→ RECORDED INFORMATION
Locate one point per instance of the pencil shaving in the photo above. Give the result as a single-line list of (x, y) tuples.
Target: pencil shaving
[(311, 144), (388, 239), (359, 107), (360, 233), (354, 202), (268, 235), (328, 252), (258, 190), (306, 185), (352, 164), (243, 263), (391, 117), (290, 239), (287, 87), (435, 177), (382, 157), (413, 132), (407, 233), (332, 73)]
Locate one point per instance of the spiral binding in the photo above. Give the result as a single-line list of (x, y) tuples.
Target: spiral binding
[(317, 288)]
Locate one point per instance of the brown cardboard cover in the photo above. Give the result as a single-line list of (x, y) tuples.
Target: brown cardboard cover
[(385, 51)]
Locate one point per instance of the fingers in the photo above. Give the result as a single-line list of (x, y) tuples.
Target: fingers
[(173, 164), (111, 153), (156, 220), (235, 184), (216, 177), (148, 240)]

→ SET TASK
Change every "pencil shaving" in these lines to "eraser crumb", leaving everything else unchanged.

→ IN RESPONSE
Locate one point per instance of the eraser crumb in the photo above. Give the result as a single-line list of (x, y) tuples.
Target: eraser crumb
[(311, 144), (388, 239), (359, 107), (360, 233), (354, 202), (268, 235), (328, 252), (258, 190), (306, 185), (352, 164), (243, 263), (391, 117), (290, 239), (287, 87), (435, 177), (382, 157), (413, 132), (407, 233), (332, 73)]
Locate one point per instance of the spiral binding in the photo above. Give the result as a single-line list of (x, y) tuples.
Target: spiral binding
[(317, 288)]
Locate one point per instance of the brown cardboard cover in the photo above. Give the result as a single-line list of (x, y) tuples.
Target: brown cardboard cover
[(385, 51)]
Locate one point per instance of the fingers in the photo above. Give the result as a single-line list of (x, y) tuples.
Target: fingers
[(173, 164), (111, 153), (156, 220), (235, 184), (216, 177), (148, 240)]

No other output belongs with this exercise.